Written exercise: Look in the data below for the line that contains "of the tire". Copy that line and the remaining lines exactly.

Extracted data entries:
----------------

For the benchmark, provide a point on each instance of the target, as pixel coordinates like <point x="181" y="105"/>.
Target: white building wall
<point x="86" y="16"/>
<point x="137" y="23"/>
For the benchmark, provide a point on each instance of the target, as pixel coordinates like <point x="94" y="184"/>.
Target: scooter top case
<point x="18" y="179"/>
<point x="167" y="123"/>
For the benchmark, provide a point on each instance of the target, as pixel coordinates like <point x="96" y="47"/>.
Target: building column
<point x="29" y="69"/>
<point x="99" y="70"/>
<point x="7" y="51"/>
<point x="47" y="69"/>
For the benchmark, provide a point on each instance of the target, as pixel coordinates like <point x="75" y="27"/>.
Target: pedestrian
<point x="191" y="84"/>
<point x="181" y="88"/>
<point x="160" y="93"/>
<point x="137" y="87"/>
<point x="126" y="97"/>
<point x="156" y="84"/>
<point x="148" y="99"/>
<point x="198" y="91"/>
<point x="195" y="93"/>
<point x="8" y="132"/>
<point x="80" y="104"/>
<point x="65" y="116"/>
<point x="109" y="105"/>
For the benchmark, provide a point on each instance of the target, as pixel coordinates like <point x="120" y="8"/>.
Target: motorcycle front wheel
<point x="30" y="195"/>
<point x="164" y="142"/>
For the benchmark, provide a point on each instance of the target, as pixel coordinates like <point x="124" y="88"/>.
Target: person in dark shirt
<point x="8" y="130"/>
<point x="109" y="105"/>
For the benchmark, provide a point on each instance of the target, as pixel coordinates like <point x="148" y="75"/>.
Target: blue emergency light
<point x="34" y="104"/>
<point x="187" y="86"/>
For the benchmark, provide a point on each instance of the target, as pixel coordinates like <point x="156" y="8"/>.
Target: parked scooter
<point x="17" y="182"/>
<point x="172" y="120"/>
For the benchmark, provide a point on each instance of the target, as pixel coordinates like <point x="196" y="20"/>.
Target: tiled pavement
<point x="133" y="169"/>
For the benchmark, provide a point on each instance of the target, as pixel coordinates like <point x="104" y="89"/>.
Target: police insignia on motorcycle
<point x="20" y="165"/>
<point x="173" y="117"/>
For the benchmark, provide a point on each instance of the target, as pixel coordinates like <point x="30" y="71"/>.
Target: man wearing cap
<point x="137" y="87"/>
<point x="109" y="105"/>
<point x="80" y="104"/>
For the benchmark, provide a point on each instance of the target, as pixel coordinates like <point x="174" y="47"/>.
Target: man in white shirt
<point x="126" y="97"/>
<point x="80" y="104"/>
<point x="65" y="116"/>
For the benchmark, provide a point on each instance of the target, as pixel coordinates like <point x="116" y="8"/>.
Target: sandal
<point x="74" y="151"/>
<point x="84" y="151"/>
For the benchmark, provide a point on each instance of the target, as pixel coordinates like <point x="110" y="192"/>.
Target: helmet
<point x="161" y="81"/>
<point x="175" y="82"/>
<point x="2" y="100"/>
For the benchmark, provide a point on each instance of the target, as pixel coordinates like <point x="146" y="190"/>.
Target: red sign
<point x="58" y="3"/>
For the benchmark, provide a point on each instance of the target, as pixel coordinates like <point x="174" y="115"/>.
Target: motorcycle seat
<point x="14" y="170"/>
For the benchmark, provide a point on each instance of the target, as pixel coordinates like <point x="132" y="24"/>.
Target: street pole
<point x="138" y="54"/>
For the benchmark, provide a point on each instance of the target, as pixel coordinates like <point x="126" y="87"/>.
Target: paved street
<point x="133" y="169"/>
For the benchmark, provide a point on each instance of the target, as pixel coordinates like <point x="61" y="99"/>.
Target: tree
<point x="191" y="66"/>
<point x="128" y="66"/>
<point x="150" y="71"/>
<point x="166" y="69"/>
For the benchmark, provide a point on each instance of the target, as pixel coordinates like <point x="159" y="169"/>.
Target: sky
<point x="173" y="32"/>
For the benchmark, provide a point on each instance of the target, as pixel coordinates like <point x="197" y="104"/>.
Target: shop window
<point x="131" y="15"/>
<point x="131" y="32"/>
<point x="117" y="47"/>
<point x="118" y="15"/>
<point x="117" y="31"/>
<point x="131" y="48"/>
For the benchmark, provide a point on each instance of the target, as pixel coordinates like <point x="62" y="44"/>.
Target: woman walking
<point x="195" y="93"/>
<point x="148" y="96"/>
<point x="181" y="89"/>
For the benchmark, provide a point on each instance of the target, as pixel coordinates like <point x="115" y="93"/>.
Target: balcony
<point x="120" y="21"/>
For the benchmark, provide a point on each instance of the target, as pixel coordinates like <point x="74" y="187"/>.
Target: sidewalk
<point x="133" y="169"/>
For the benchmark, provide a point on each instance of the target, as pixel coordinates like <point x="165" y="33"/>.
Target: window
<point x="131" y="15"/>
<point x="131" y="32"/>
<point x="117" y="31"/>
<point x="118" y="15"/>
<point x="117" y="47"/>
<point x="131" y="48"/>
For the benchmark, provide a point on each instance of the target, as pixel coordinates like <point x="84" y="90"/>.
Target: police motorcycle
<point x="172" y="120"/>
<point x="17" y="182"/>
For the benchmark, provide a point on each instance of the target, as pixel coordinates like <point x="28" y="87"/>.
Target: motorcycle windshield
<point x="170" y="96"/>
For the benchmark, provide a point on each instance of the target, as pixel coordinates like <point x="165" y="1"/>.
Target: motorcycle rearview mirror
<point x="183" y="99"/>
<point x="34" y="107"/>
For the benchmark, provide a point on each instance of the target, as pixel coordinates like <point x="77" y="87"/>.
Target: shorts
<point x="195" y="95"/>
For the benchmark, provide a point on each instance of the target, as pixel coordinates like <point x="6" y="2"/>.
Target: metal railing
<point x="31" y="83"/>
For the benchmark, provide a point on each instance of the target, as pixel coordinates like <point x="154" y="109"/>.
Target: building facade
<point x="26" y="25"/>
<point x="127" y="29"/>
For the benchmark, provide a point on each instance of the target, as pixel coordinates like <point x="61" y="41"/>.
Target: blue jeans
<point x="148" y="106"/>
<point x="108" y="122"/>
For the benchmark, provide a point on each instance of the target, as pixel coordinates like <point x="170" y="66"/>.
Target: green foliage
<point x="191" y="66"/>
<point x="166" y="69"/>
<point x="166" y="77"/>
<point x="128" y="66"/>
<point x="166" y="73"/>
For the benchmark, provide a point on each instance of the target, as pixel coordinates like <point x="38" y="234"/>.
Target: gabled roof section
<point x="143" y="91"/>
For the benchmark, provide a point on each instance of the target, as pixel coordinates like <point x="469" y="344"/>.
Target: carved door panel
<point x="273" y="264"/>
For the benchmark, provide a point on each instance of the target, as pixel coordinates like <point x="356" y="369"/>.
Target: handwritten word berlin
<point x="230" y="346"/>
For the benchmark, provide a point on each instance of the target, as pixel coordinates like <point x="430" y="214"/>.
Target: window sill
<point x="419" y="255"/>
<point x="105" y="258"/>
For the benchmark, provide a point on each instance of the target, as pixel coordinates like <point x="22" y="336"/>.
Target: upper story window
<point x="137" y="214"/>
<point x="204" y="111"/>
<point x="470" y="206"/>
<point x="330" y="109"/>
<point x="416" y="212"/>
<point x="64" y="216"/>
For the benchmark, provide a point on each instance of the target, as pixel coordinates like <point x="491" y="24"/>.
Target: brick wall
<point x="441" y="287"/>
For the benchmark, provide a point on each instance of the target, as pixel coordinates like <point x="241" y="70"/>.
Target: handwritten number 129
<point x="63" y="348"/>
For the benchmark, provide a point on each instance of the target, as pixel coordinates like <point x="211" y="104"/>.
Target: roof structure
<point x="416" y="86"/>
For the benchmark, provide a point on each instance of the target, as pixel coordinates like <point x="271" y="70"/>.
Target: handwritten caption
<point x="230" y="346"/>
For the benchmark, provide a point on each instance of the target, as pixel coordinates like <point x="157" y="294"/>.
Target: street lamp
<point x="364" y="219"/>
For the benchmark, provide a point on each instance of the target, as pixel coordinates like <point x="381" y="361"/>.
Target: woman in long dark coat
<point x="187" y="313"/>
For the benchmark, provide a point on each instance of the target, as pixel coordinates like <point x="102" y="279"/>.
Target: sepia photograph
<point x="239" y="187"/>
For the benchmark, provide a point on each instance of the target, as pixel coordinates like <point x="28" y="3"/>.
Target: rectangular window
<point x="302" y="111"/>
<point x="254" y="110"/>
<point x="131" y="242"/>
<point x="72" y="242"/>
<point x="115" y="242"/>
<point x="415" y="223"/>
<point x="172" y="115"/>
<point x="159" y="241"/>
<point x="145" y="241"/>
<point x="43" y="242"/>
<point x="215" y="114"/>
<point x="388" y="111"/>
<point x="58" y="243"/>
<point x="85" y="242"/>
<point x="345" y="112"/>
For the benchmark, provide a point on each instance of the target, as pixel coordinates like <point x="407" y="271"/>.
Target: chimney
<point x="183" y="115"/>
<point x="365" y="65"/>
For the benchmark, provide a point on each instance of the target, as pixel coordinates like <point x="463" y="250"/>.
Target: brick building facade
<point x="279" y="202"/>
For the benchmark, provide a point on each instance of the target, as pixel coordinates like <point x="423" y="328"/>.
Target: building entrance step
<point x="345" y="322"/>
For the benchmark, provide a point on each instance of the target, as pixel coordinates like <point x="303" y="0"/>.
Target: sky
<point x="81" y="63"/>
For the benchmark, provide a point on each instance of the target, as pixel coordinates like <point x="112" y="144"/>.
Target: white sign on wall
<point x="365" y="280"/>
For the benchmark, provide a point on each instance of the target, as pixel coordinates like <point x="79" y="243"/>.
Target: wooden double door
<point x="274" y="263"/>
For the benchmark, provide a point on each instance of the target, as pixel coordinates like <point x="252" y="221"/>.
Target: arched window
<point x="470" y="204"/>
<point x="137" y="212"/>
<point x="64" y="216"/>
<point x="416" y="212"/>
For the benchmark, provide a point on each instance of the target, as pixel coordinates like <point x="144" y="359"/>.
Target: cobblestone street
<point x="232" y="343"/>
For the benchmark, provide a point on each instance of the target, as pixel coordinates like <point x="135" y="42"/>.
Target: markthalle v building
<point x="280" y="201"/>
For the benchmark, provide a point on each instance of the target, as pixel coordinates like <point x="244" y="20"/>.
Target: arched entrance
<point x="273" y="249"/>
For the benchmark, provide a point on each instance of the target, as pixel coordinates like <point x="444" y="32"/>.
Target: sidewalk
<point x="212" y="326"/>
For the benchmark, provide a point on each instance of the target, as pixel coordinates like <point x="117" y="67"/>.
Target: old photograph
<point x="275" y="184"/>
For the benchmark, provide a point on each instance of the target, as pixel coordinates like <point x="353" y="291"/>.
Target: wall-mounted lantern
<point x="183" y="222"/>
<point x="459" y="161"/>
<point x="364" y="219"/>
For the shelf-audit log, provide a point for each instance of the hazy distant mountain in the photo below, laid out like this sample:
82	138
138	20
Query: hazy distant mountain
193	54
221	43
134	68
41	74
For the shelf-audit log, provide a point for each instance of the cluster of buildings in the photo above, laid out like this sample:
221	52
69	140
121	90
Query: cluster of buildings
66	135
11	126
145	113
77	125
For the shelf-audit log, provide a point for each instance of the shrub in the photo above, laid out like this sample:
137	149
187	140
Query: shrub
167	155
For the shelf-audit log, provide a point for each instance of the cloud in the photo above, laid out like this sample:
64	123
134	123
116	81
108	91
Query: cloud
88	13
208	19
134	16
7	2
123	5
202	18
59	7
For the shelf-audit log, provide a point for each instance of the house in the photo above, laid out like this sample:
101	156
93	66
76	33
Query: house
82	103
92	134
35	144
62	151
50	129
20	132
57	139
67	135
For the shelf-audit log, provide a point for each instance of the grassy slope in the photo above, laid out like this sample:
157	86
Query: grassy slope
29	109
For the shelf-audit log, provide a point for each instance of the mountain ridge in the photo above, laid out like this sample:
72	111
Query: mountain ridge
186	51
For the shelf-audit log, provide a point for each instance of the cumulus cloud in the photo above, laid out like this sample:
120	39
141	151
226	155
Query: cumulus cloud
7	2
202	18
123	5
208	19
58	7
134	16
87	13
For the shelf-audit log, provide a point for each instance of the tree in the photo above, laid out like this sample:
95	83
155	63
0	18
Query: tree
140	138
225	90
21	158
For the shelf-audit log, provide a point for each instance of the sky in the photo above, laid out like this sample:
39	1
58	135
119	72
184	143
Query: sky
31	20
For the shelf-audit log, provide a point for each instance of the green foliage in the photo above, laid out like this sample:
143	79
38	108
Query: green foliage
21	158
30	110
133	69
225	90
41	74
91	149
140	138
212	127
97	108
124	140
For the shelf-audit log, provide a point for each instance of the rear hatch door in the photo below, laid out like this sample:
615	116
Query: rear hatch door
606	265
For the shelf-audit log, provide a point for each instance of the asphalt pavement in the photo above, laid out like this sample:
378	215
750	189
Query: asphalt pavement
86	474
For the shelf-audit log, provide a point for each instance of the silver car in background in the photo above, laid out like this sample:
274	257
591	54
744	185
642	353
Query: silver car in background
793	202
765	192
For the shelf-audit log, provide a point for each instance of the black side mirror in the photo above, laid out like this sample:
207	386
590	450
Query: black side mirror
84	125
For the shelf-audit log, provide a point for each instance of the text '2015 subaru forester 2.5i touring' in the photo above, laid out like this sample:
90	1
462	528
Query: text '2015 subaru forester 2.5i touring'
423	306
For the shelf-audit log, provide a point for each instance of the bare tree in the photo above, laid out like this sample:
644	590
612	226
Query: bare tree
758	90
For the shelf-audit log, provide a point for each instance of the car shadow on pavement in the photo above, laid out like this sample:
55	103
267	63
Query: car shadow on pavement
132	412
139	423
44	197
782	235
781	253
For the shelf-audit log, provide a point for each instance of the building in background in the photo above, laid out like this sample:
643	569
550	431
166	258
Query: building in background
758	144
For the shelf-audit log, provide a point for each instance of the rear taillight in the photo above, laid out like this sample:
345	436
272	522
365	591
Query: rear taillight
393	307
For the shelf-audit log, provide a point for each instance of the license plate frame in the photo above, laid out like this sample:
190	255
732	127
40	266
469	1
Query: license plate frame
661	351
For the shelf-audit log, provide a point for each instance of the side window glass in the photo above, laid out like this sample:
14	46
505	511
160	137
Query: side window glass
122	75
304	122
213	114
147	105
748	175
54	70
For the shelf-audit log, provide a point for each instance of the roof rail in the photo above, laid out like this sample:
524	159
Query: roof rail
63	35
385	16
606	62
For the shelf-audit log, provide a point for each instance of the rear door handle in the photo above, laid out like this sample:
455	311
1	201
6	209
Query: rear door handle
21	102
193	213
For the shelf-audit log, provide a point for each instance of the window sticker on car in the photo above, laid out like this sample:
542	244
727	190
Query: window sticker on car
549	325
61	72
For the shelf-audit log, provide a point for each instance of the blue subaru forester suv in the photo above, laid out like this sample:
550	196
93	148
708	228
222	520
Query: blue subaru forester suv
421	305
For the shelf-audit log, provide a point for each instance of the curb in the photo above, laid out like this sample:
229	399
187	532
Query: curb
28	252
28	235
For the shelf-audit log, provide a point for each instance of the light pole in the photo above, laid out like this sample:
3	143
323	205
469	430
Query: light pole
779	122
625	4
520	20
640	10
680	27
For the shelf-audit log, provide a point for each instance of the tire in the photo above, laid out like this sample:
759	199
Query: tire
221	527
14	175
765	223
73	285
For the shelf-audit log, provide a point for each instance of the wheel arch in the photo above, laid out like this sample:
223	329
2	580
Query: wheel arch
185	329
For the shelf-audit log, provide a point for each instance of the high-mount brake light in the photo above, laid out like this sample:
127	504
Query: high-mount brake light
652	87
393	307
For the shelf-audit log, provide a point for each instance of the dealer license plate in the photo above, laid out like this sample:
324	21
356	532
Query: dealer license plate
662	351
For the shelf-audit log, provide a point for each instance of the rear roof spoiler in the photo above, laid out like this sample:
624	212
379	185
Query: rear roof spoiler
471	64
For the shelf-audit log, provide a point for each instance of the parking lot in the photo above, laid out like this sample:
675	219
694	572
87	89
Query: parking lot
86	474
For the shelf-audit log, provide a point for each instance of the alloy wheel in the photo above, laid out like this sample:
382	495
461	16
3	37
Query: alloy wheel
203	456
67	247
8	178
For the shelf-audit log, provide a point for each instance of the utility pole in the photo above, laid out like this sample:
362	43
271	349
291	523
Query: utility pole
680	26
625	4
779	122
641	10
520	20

----------------

Answer for this exercise:
For the shelf-audit log, provide a point for each instance of the tire in the photo above, laid out like this sample:
759	199
Query: tire
221	527
14	175
765	223
73	285
For the shelf-audit log, provide a point for each instance of the wheel arch in the photo above, laid out like this sample:
223	329
2	580
Query: wheel arch
185	329
For the shelf-audit log, provide a point for each instance of the high-mount brake light in the photo above, laid out like this sample:
127	504
Query: high-mount brake light
652	87
393	307
For the shelf-audit log, provide a point for each instance of the dealer license plate in the photo above, laid out like this sample:
324	21
356	532
Query: dealer license plate
662	351
For the shelf-audit log, provide a point for each instance of the rear roof spoiler in the photo above, laid out like this sample:
624	212
379	185
Query: rear roof spoiler
471	64
For the shelf-audit log, provide a point for each instance of the parking lot in the photo above, laid out like this sample:
675	219
694	572
87	89
Query: parking lot
86	474
For the shelf-audit log, provide a point for each instance of the alloy wheel in the photo above, laid out like this sample:
382	495
461	16
3	37
Query: alloy wheel
203	456
67	247
8	178
For the shelf-audit log, provide a point for each instance of the utility pole in the photo above, laid out like this sample:
362	43
271	349
291	523
Query: utility pole
680	26
625	4
779	122
641	10
520	20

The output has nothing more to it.